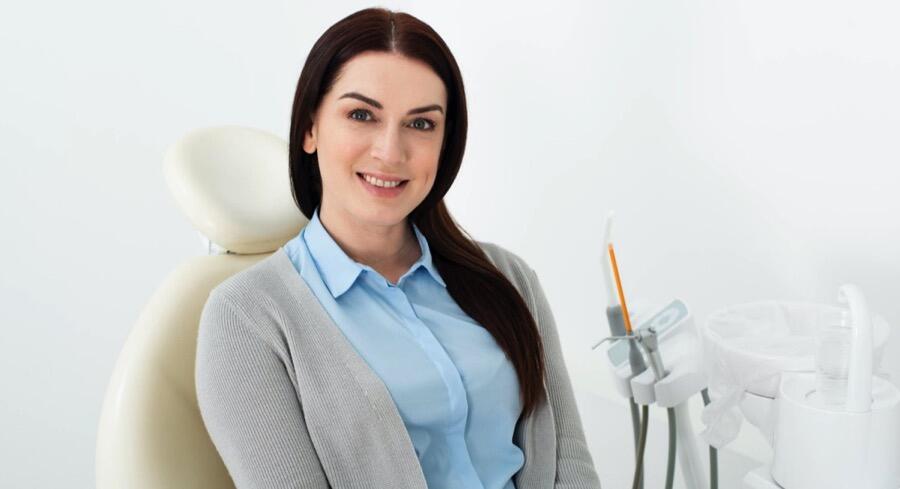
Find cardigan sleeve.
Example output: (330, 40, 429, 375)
(525, 265, 603, 489)
(195, 289, 330, 489)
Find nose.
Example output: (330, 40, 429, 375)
(370, 123, 406, 165)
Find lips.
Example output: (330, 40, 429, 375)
(357, 172, 409, 197)
(356, 172, 409, 184)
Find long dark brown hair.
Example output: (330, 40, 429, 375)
(288, 7, 546, 418)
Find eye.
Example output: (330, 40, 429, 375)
(410, 118, 437, 131)
(348, 108, 373, 122)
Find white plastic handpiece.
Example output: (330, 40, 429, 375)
(600, 211, 617, 306)
(837, 284, 873, 412)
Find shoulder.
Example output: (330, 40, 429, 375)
(198, 251, 299, 353)
(204, 251, 291, 317)
(475, 240, 534, 275)
(474, 240, 539, 300)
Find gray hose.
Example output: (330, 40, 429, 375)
(632, 404, 649, 489)
(701, 389, 718, 489)
(611, 305, 646, 489)
(665, 407, 676, 489)
(629, 398, 644, 489)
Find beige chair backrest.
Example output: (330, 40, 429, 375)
(95, 126, 308, 488)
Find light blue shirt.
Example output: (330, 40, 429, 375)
(283, 207, 524, 489)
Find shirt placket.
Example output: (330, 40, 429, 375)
(383, 279, 470, 431)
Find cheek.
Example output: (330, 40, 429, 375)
(413, 153, 441, 187)
(319, 125, 369, 167)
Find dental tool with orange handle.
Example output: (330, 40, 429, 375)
(608, 242, 634, 335)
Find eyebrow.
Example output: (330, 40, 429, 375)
(338, 91, 444, 115)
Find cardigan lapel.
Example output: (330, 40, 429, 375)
(273, 248, 429, 489)
(479, 246, 557, 489)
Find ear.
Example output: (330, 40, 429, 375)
(302, 115, 317, 154)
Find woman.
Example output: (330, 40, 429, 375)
(196, 7, 602, 489)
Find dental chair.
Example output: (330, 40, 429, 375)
(95, 126, 307, 488)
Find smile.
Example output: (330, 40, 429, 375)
(357, 172, 409, 198)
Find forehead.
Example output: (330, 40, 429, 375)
(329, 51, 447, 108)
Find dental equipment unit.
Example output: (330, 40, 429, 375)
(593, 212, 900, 489)
(593, 213, 714, 489)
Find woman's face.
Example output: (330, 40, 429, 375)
(303, 51, 448, 229)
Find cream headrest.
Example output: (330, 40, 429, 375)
(163, 126, 308, 254)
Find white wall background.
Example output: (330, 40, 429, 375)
(2, 0, 898, 487)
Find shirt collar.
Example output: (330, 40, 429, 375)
(302, 207, 447, 298)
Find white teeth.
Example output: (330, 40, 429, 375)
(362, 173, 403, 188)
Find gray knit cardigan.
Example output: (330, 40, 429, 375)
(195, 240, 603, 489)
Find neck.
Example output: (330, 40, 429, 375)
(318, 205, 421, 270)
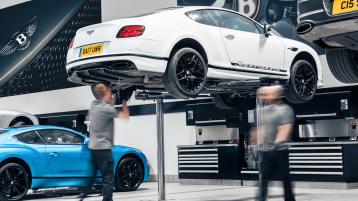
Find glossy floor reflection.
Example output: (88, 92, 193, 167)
(26, 182, 358, 201)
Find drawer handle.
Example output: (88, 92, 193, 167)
(296, 113, 337, 118)
(195, 119, 226, 124)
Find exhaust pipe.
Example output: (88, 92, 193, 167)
(296, 22, 314, 34)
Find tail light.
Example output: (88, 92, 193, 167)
(69, 38, 75, 48)
(117, 25, 145, 38)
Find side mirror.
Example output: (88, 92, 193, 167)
(83, 138, 89, 145)
(264, 24, 272, 37)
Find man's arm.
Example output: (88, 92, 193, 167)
(118, 100, 129, 119)
(275, 123, 293, 144)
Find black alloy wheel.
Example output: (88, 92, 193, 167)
(0, 163, 30, 201)
(115, 157, 144, 192)
(286, 60, 317, 103)
(164, 48, 207, 98)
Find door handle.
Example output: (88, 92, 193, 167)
(225, 34, 235, 40)
(49, 152, 59, 157)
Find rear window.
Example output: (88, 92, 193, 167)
(186, 10, 217, 26)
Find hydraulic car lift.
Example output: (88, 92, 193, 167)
(135, 91, 175, 201)
(132, 79, 275, 200)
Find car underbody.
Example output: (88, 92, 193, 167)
(68, 59, 289, 99)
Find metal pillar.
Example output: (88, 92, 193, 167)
(156, 98, 166, 201)
(256, 91, 263, 192)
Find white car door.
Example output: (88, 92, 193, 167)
(210, 10, 286, 76)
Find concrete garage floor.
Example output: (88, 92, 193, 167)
(26, 182, 358, 201)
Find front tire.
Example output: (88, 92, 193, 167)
(0, 163, 30, 201)
(115, 157, 144, 192)
(163, 48, 207, 98)
(326, 48, 358, 83)
(286, 60, 317, 104)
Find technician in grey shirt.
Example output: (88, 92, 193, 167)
(251, 86, 296, 201)
(80, 83, 129, 201)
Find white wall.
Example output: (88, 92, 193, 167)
(0, 0, 30, 9)
(102, 0, 177, 21)
(0, 86, 94, 114)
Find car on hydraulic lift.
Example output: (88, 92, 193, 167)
(66, 6, 323, 109)
(0, 126, 150, 201)
(296, 0, 358, 83)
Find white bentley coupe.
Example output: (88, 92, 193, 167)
(66, 7, 323, 108)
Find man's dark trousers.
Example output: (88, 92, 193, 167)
(259, 149, 295, 201)
(82, 149, 114, 201)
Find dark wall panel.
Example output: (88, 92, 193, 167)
(0, 0, 101, 97)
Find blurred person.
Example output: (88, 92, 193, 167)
(79, 83, 129, 201)
(251, 86, 296, 201)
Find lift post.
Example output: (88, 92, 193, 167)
(256, 90, 263, 195)
(135, 91, 174, 201)
(156, 98, 165, 201)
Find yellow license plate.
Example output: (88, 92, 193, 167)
(332, 0, 358, 15)
(80, 43, 104, 57)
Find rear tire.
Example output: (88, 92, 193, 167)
■ ■ ■ ■ ■ ■ ■
*YOUR ASSIGNMENT*: All of the data, minus its pictures, should be repeated exactly.

*WRITTEN REPLY*:
Find cardigan sleeve.
Example output: (330, 40, 429, 375)
(525, 265, 603, 489)
(195, 289, 330, 489)
Find nose.
Example output: (330, 40, 429, 375)
(370, 123, 406, 165)
Find lips.
Example output: (330, 40, 429, 375)
(357, 172, 409, 197)
(356, 172, 409, 184)
Find long dark brown hair.
Example output: (330, 40, 429, 375)
(288, 7, 546, 418)
Find eye.
Example output: (330, 40, 429, 375)
(410, 118, 437, 131)
(348, 108, 373, 122)
Find white plastic handpiece.
Example output: (330, 40, 429, 375)
(600, 211, 617, 306)
(837, 284, 873, 412)
Find shoulder.
Example output: (330, 40, 429, 375)
(198, 251, 299, 353)
(204, 251, 291, 317)
(475, 240, 534, 275)
(474, 240, 539, 300)
Find gray hose.
Example output: (330, 40, 429, 375)
(632, 404, 649, 489)
(701, 389, 718, 489)
(611, 305, 646, 489)
(665, 407, 676, 489)
(629, 398, 644, 489)
Find beige chair backrest.
Example output: (330, 40, 429, 375)
(95, 126, 308, 488)
Find light blue shirt.
Example output: (330, 40, 429, 375)
(283, 207, 524, 489)
Find shirt placket.
Example output: (330, 40, 429, 375)
(383, 279, 470, 431)
Find cheek.
Example output: (330, 40, 429, 375)
(413, 153, 441, 187)
(319, 125, 369, 167)
Find dental tool with orange handle.
Example output: (330, 40, 429, 375)
(608, 242, 634, 335)
Find eyebrow.
Example output: (330, 40, 429, 375)
(338, 91, 444, 115)
Find cardigan lapel.
Example output: (330, 40, 429, 375)
(273, 248, 429, 489)
(479, 246, 557, 489)
Find ear.
Example output: (330, 40, 429, 375)
(302, 115, 317, 154)
Find woman.
Example output: (330, 40, 429, 375)
(196, 7, 602, 489)
Find dental chair.
Example output: (330, 40, 429, 375)
(95, 126, 307, 488)
Find smile.
Example output: (330, 40, 429, 375)
(357, 172, 409, 198)
Find forehead.
Example output: (330, 40, 429, 375)
(329, 51, 447, 108)
Find dental equipment unit.
Example output: (330, 40, 429, 375)
(593, 212, 900, 489)
(593, 213, 714, 489)
Find woman's face.
Example output: (330, 40, 429, 375)
(303, 51, 448, 229)
Find cream headrest.
Example output: (330, 40, 429, 375)
(163, 126, 308, 254)
Find white wall background.
Example output: (330, 40, 429, 375)
(2, 0, 898, 487)
Find shirt collar.
Example output: (330, 40, 429, 375)
(302, 207, 447, 298)
Find white teeth.
Example output: (330, 40, 429, 375)
(362, 173, 403, 188)
Find gray knit cardigan.
Example output: (330, 40, 429, 375)
(195, 240, 603, 489)
Find neck.
Example output: (330, 40, 429, 375)
(318, 205, 421, 270)
Find glossy floor reflection.
Example output: (88, 92, 193, 167)
(26, 182, 358, 201)
Find drawer handle.
Example output: (88, 92, 193, 167)
(296, 113, 337, 118)
(195, 119, 226, 124)
Find exhaust pipe.
Example output: (88, 92, 193, 167)
(296, 22, 314, 34)
Find tail light.
Example output: (88, 92, 193, 167)
(69, 38, 75, 48)
(117, 25, 145, 38)
Find side mirror.
Example output: (88, 92, 193, 167)
(83, 138, 89, 145)
(264, 24, 272, 37)
Find man's arm.
Example output: (88, 92, 193, 167)
(118, 100, 129, 119)
(275, 123, 293, 144)
Find black alloy wheel.
Example output: (88, 92, 193, 167)
(0, 163, 30, 201)
(115, 157, 144, 192)
(286, 60, 317, 103)
(164, 48, 207, 98)
Find door handle.
Example output: (88, 92, 193, 167)
(225, 34, 235, 40)
(49, 152, 59, 157)
Find rear window.
Example output: (88, 92, 193, 167)
(186, 10, 217, 26)
Find hydraulic car lift.
Example output: (88, 92, 193, 167)
(135, 91, 175, 201)
(132, 79, 275, 200)
Find car underbody.
Example output: (88, 92, 193, 167)
(68, 59, 289, 99)
Find metal pillar.
Example output: (88, 92, 193, 167)
(156, 98, 166, 201)
(256, 91, 263, 192)
Find white car door.
Example output: (88, 92, 193, 167)
(210, 10, 286, 76)
Find concrete garage floor.
Example output: (88, 92, 193, 167)
(26, 182, 358, 201)
Find front tire.
Example output: (88, 92, 193, 167)
(0, 163, 30, 201)
(115, 157, 144, 192)
(163, 48, 207, 98)
(326, 48, 358, 83)
(286, 60, 317, 104)
Find technician in grey shirt.
Example output: (88, 92, 193, 167)
(251, 86, 296, 201)
(80, 83, 129, 201)
Find white wall.
Example output: (88, 92, 193, 167)
(0, 0, 30, 9)
(102, 0, 177, 21)
(0, 86, 94, 114)
Find car on hydraulic lift.
Example output: (88, 92, 193, 167)
(66, 6, 323, 109)
(0, 126, 150, 201)
(296, 0, 358, 83)
Find white bentley coupe.
Example output: (88, 92, 193, 167)
(66, 7, 323, 108)
Find man's dark trousers.
Example output: (88, 92, 193, 167)
(259, 149, 295, 201)
(82, 149, 114, 201)
Find dark wall panel.
Example output: (88, 92, 193, 167)
(0, 0, 101, 97)
Find blurred person.
Example output: (88, 92, 193, 167)
(79, 83, 129, 201)
(251, 86, 296, 201)
Find lift post.
Example output: (88, 92, 193, 167)
(256, 90, 263, 195)
(135, 91, 174, 201)
(156, 98, 165, 201)
Find yellow license plate.
Example output: (88, 92, 193, 167)
(332, 0, 358, 15)
(80, 43, 104, 57)
Find rear tire.
Example output: (88, 92, 193, 167)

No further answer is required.